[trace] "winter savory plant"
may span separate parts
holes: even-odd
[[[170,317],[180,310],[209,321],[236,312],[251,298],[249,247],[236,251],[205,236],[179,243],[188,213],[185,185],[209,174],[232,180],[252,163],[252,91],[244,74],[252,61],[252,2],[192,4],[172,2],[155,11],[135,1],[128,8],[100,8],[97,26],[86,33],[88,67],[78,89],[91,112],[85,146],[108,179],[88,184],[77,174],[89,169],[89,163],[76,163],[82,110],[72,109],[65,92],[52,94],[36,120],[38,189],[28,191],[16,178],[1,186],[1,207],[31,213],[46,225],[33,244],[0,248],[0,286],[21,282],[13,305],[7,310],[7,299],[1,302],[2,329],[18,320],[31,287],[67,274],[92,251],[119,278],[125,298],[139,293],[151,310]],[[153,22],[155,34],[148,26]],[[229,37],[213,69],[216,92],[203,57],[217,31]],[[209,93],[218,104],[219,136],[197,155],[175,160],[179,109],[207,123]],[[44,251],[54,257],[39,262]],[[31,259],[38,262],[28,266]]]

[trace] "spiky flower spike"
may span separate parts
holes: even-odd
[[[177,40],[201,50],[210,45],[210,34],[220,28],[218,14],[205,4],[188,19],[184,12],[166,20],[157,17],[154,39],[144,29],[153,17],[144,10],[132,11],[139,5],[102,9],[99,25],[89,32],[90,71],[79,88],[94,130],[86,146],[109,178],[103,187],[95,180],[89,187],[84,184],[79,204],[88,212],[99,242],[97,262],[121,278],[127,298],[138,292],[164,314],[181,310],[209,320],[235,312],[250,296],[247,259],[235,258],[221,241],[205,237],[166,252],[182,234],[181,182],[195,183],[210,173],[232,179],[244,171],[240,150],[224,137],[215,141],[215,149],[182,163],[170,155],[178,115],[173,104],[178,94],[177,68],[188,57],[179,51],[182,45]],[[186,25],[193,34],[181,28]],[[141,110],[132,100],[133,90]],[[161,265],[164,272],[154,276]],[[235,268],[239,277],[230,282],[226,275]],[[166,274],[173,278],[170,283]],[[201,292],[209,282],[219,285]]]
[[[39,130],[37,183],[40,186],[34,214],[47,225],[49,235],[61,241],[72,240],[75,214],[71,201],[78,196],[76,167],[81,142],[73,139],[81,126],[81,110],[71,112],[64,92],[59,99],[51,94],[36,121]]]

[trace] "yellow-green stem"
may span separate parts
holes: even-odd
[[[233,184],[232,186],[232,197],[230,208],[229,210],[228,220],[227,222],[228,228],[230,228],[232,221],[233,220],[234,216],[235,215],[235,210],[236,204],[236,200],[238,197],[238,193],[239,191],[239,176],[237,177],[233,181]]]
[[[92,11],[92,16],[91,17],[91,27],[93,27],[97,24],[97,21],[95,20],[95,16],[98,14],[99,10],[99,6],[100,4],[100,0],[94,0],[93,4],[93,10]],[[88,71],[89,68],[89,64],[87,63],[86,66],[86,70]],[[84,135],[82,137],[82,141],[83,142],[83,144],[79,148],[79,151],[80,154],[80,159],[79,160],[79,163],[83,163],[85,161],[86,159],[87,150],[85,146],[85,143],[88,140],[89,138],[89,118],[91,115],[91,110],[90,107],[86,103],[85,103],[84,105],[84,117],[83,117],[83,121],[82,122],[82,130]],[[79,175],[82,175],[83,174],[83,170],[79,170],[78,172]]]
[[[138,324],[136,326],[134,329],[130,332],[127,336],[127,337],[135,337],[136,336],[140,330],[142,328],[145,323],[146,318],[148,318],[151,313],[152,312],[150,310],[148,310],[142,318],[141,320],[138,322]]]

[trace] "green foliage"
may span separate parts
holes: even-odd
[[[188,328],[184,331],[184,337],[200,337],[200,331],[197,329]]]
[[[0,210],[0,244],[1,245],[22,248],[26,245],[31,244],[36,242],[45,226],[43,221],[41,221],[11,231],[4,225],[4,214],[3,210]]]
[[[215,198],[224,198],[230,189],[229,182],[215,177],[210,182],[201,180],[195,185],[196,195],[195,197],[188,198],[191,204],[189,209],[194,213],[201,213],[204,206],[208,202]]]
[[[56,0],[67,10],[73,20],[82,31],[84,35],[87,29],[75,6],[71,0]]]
========
▸ WORK TO BE COMPLETED:
Transcribe the material above in its entirety. Match it exactly.

▸ TASK RESULT:
[trace] "winter savory plant"
may span separate parts
holes: even-odd
[[[170,317],[180,310],[209,321],[236,312],[251,298],[249,247],[236,251],[205,236],[179,243],[188,213],[185,185],[209,174],[232,180],[252,163],[252,91],[244,74],[252,61],[252,2],[192,4],[172,2],[155,11],[135,1],[128,8],[100,8],[97,26],[86,33],[88,67],[78,89],[91,112],[85,146],[108,179],[88,184],[77,174],[89,169],[89,163],[76,163],[82,110],[72,109],[65,92],[52,94],[36,120],[38,189],[28,191],[16,178],[1,186],[1,207],[31,213],[46,225],[33,244],[0,248],[0,286],[21,282],[13,305],[7,310],[7,299],[1,302],[2,329],[18,320],[31,287],[67,274],[92,251],[119,278],[125,298],[139,293],[151,310]],[[153,22],[155,34],[148,26]],[[229,37],[213,69],[216,92],[203,57],[217,31]],[[209,93],[218,104],[219,136],[197,155],[175,160],[179,109],[207,123]],[[44,251],[54,257],[39,262]],[[31,259],[38,262],[28,266]]]

[trace] "spiky flower spike"
may span separate parts
holes: even-odd
[[[177,40],[201,50],[210,45],[210,34],[220,28],[218,14],[205,4],[188,19],[184,12],[166,20],[157,17],[154,39],[144,29],[153,17],[144,10],[132,11],[139,5],[102,9],[99,25],[89,32],[90,71],[79,88],[94,130],[86,146],[109,178],[103,187],[95,180],[89,187],[84,184],[79,204],[88,212],[99,242],[97,262],[121,278],[127,298],[138,292],[164,314],[181,310],[209,320],[235,312],[250,296],[247,259],[235,258],[221,241],[205,237],[166,252],[182,234],[181,182],[195,183],[210,173],[232,179],[244,171],[240,150],[224,137],[215,141],[215,149],[182,163],[170,155],[178,115],[173,104],[178,94],[177,68],[188,57],[179,51],[182,45]],[[186,25],[193,34],[181,28]],[[141,110],[132,100],[133,90]],[[161,265],[164,272],[154,276]],[[235,268],[239,277],[230,282],[226,275]],[[166,274],[173,278],[170,283]],[[201,292],[209,282],[219,285]]]
[[[39,130],[37,183],[40,186],[34,214],[47,225],[49,235],[61,241],[72,240],[75,214],[71,201],[78,196],[76,167],[81,142],[73,139],[81,126],[81,110],[71,112],[64,92],[59,99],[51,94],[36,121]]]

[trace] "yellow-green stem"
may span separate parts
holes: even-odd
[[[233,184],[232,186],[232,197],[230,208],[229,210],[228,220],[227,222],[228,228],[230,228],[232,221],[233,220],[234,216],[235,215],[235,210],[236,204],[236,200],[238,197],[238,193],[239,191],[239,176],[237,177],[233,181]]]
[[[92,11],[92,16],[91,17],[91,27],[93,27],[97,24],[97,21],[95,20],[95,16],[98,14],[99,10],[99,6],[100,4],[100,0],[94,0],[93,4],[93,10]],[[88,71],[89,68],[89,64],[87,63],[86,66],[86,70]],[[84,135],[82,137],[82,141],[83,142],[83,144],[79,148],[79,151],[80,154],[80,159],[79,160],[79,163],[83,163],[85,161],[86,159],[87,150],[85,146],[85,143],[88,140],[89,138],[89,118],[91,115],[91,110],[90,107],[86,103],[85,103],[84,105],[84,117],[83,117],[83,121],[82,122],[82,130]],[[79,175],[82,175],[83,174],[83,170],[79,170],[78,172]]]
[[[138,324],[136,326],[134,329],[130,332],[127,336],[127,337],[135,337],[136,336],[140,330],[142,328],[145,323],[146,318],[148,318],[151,313],[152,312],[150,310],[148,310],[142,318],[141,320],[138,322]]]

[trace] "green foliage"
may span separate parts
holes: even-odd
[[[188,328],[184,331],[184,337],[200,337],[200,331],[197,329]]]
[[[0,210],[0,244],[1,245],[22,248],[26,245],[31,244],[36,242],[45,226],[43,221],[41,221],[11,231],[4,225],[4,214],[3,210]]]
[[[215,198],[224,198],[230,189],[229,182],[215,177],[210,182],[201,180],[195,185],[196,195],[195,197],[188,198],[191,204],[189,209],[194,213],[201,213],[204,206],[208,202]]]
[[[56,0],[67,10],[73,20],[82,31],[84,35],[87,29],[75,6],[71,0]]]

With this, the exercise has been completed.